**EXTRACTED TEXT:**
19. Miss McKie submits that the Claimant has to show that none of the issues of concern raised by the Defendant are capable of being considered to relate to the Claimant's capability. She recognises that in this respect capability must relate to an issue going to knowledge, skill or ability and, by way of example, she points to a passage in the minutes of the meeting dated 8th November 2010 where it is recorded that the Claimant: "Admitted the weakness overall is in his organisational capabilities." The Defendant's case is simple. If an issue might arguably go to capability, then that is an issue for the Defendant to resolve in accordance with its Capability Procedure. On its own, that is an attractive submission, but it ignores all of the other matters I have described above.

20. The whole tenor of the minutes of the meetings seem to me to relate a perceived neglect of duty on the part of the Claimant. It seems to me clear that the investigation and discussion related to complaints concerning the manner in which the Claimant either was or was not discharging his duties. That seems to me fall squarely within the remit of Bylaw N15(a). Furthermore, it seems to me to be at the very least arguable that the procedure under Bylaw N15(a) is sufficiently flexible to encompass a complaint that the Claimant's failure to discharge his duties relates to his knowledge, skill or ability. In the first instance the complaint is to be considered by the Honorary Officers of the United Synagogue who: "Shall use their best endeavours to resolve the matter satisfactorily." That obligation is clearly sufficiently wide to allow the provision of help and assistance in a case relating to capability. It is to be noted that distinctions are drawn in the Bylaw between: first, misconduct; second, neglect of a duty and; third, breach of a duty. The latter events, neglect of duty and breach of duty, may arise without any misconduct on the part of the Rabbi or Minister in question.

**EXERCISE DESCRIPTION:** Carry on the court judgment on the Claimant's duties under Bylaw N15(a), starting right after its last sentence.

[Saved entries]
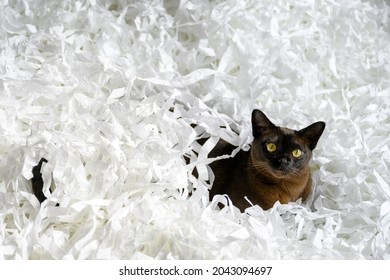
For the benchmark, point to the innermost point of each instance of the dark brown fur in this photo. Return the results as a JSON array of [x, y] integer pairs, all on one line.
[[253, 175]]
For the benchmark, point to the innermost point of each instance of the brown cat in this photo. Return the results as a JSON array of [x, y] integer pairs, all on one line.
[[274, 169]]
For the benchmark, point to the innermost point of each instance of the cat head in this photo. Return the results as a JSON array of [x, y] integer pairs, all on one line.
[[280, 151]]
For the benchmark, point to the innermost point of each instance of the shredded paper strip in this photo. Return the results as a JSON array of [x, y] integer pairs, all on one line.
[[114, 94]]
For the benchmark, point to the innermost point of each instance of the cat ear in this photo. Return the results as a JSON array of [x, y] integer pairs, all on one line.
[[312, 134], [260, 123]]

**YOUR RESPONSE:**
21. I recognise that it is not possible to make any findings of fact in a case such as this. The evidence is necessarily incomplete. Such evidence as I have had is in written form and has not been tested in cross-examination. That is why my investigation is limited to whether there is a serious question to be tried. In my judgment there are serious concerns relating to the motives of the Defendants in this case. There is, in my judgment, a real prospect of demonstrating at trial that the Capability Procedure has indeed been trumped up as another means of dismissing the Claimant for reasons that do not go to any genuine concerns relating to his capability. If established that would amount to a plain breach of contract.

22. In my judgment it is right that the Claimant should have the opportunity to explore that at trial and that until then a halt should be called upon any and all disciplinary or capability proceedings. It seems to me, although I will hear argument, that the order proposed by the Claimant is reasonable and proportionate. This matter needs to be resolved speedily and matters will not be put on hold for very long. In any event, application can be made to vary the order before trial and I will hear counsel on the form of order and consequential directions.